ÉNONCÉ DU PROBLÈME A: Pouvez-vous recopier à l'identique toutes les lignes de la liste qui suit le texte, sans en omettre ni en modifier aucune ?

Reflets de l’aube pascale 2021

Dans la nuit, des pèlerins de l’aube se sont réunis au temple de Colombier. Voici quelques reflets de ce qui a été vécu, dans l’espérance de l’aube à venir.

Textes et réalisations: Sonja Vaucher, Antoinette Rausis, André Feller, Frédéric Jakob et Diane Friedli

 

L’obscurité ne peut chasser l’obscurité.
Seule la lumière le peut.
La haine ne peut chasser la haine.
Seul l’amour le peut.

Martin Luther King

Le Christ est mort. Il a été crucifié. Et depuis sa mort, le monde est plongé dans l’obscurité. Nous voici réunis alors que la nuit envahit encore le monde.

Rassemblés parce qu’une espérance est nôtre : nous croyons que Dieu est lumière. Nous croyons que Dieu est amour. Par sa lumière, Dieu saura faire reculer l’obscurité. Par son amour, il saura combattre la haine. Par la Résurrection, il saura mettre la mort en échec.

Telle est notre foi et notre espérance qui nous permettent, alors même que la nuit est encore présente, de croire en une aube à venir.

Nuit de silence
Jésus repose dans son tombeau.
Tout est fini se disent les disciples.
Dieu s’est tu.
Mais ton silence Seigneur
n’est pas le silence de la mort :
que tout en moi se taise et s’apaise
pour découvrir la Vie qui jaillit de son silence,
pour voir ta lumière
éclairer la nuit d’un feu nouveau
et pour qu’apparaisse dans le doute
un chemin d’espérance.

Seigneur fais-moi grâce
de ne pas fuir devant ton silence,
mais d’attendre avec patience
le murmure doux et léger de ton amour. Amen

(d’après « Faire silence » de Soeur Lina dans Livre de Prières, Olivétan)

DONNÉES AFFICHÉES:
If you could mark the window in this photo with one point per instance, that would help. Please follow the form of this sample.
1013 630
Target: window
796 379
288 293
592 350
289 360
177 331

ÉNONCÉ DU PROBLÈME B: D'après le texte sur l'aube pascale, les affirmations suivantes sont-elles justes ? (i) Les pèlerins de l'aube se sont réunis au temple de Colombier. (ii) Selon la citation d'ouverture, c'est l'amour qui peut chasser l'obscurité. (iii) Dans la prière, on demande au Seigneur la grâce de fuir devant son silence. Répondez par oui ou non pour chacune, en citant les mots décisifs du texte.

SOLUTION A:
If you could mark the window in this photo with one point per instance, that would help. Please follow the form of this sample.
1013 630
Target: window
796 379
288 293
592 350
289 360
177 331

SOLUTION B:
(i) Oui : « des pèlerins de l’aube se sont réunis au temple de Colombier ».
(ii) Non : « L’obscurité ne peut chasser l’obscurité. Seule la lumière le peut. »
(iii) Non : « Seigneur fais-moi grâce de ne pas fuir devant ton silence ».